Segment Start: Material for this exercise
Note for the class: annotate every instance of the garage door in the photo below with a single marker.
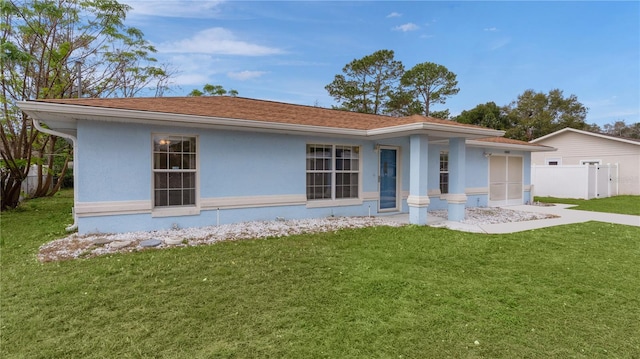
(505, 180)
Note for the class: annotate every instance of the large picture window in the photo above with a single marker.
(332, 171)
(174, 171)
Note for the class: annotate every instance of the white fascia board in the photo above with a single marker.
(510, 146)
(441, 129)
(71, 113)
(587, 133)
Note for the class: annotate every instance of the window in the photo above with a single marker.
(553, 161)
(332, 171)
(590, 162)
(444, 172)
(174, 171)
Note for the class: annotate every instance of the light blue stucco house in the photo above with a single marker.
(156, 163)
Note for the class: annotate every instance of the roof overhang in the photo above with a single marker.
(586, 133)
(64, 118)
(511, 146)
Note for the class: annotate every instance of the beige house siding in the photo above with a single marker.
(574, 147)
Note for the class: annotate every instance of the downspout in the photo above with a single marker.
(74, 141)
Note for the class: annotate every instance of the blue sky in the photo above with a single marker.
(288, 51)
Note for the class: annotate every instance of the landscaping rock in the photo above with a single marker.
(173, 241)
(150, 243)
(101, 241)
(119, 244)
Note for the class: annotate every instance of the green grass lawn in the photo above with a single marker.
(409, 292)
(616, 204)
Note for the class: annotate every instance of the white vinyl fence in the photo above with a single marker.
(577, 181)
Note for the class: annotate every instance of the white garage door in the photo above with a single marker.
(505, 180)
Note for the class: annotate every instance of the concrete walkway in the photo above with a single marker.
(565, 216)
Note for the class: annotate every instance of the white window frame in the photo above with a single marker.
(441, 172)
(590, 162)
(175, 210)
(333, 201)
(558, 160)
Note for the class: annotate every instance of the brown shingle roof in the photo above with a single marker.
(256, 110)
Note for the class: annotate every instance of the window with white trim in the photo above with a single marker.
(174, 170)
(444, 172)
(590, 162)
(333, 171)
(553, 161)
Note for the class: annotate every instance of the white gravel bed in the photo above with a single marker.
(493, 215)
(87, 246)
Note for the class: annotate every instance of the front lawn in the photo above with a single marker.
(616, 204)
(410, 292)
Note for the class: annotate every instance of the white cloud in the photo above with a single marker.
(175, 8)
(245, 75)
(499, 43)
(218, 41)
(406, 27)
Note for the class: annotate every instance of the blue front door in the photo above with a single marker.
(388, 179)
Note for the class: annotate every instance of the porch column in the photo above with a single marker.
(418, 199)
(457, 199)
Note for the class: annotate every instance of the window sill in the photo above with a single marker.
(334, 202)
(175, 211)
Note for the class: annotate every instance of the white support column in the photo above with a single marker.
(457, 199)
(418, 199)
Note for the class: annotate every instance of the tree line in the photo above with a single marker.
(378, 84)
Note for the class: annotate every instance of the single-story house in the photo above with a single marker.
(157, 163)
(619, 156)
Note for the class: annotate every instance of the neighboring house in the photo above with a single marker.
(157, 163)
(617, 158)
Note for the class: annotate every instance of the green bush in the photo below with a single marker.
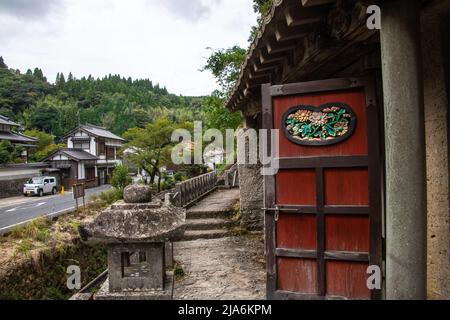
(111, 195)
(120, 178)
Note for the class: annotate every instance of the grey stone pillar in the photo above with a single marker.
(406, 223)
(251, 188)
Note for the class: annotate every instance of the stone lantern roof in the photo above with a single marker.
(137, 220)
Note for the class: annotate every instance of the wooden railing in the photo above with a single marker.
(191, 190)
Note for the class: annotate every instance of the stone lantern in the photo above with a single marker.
Segment End: Material for this exercise
- Task prompt:
The records above need to be reproduced exactly, with all images omitted.

- Reply:
Note for the class: annotate every instance of the garage door in the photo below with a single marker.
(505, 180)
Note for the class: annotate every instance of the large picture window in the photo above with a single marker.
(332, 171)
(174, 171)
Note for the class: annotate every instance of the white fascia board in the photo above with a single marker.
(510, 146)
(441, 129)
(71, 113)
(587, 133)
Note for the class: annotate every instance of the window in the photo above with a single marker.
(553, 161)
(332, 171)
(590, 162)
(444, 172)
(174, 171)
Note for the class: annotate every instance of the light blue stucco house in the photo above with a single marker.
(156, 163)
Note for the class: annotate every instance of the roof overhang in the photo above with a single marker.
(586, 133)
(64, 118)
(511, 146)
Note for the class: annotate every instance of the beige house siding in the photo above with a single marker.
(574, 147)
Note for the class: annotate every instance of the downspout in the photo above with a single marker.
(74, 141)
Note for the class: annotate every instance of the blue sky in the photo above with a single marker.
(288, 51)
Note for the class: annotate every instance of the landscaping rock in the photo above with a single marker.
(173, 241)
(150, 243)
(101, 241)
(119, 244)
Note for the class: annotate every instance of the green grass lawn in the photo above with a single marker.
(409, 292)
(616, 204)
Note for the class: annotate every instance of the white vinyl fence in the photo above with a single marker.
(577, 181)
Note for the class: annotate every instance of the white garage door in the photo above with a single marker.
(505, 180)
Note for the class: annotate every instance of the concrete walkway in the photo above with a single marker.
(565, 216)
Note for the class: annotate every instance of the white window frame in the photo above with a single marker.
(441, 172)
(590, 162)
(175, 210)
(333, 201)
(558, 160)
Note for the class: annotate every instance of the brown shingle roof in the photo above with a single marker.
(256, 110)
Note for the class: annotate every instance of the window with white trim in the photo above with a single marker.
(174, 170)
(444, 172)
(590, 162)
(333, 171)
(553, 161)
Note for the class: annotate every instance of the white gravel bed in the photo above with a single marker.
(493, 215)
(87, 246)
Note for the class: annotate every instance of the front lawn in the photo above with a single marker.
(616, 204)
(410, 292)
Note for the class: annotate every instance of the white cloud in the photo above with a single marker.
(175, 8)
(245, 75)
(499, 43)
(218, 41)
(406, 27)
Note for the class: annotate every instance of the blue front door in the photo above with a single marker.
(388, 179)
Note for the class: annotate every instance of the porch column in the photo above with a single marker.
(418, 199)
(457, 199)
Note for the class: annotate every instance of the window sill in the photo above with a single marker.
(334, 202)
(175, 211)
Note for the class: annotate every instance of the white support column in the photo above with a single marker.
(457, 199)
(418, 199)
Note for the class: annotate every instance of the tree line in the photo above with a single marker.
(378, 84)
Note for the class: annotate every instance of the single-story house in the photo above with a single marker.
(157, 163)
(619, 156)
Note for the class: annotate every instance of the neighboring house in the photo above with a single marker.
(157, 163)
(617, 158)
Note for the class: annotate every instance of the green bush in the photo below with a single marker.
(111, 195)
(120, 178)
Note for the class: annotate every instance of the grey stone pillar in the photo above with a single marker.
(406, 223)
(251, 188)
Note for the class: annotate every instance of the stone lantern roof in the photo above with a single marker.
(137, 220)
Note for the class: annotate every instance of the wooden railing in the photo above with a single marker.
(191, 190)
Note for the class: annotate every instance of the stone lantern in the photo above with a single marker.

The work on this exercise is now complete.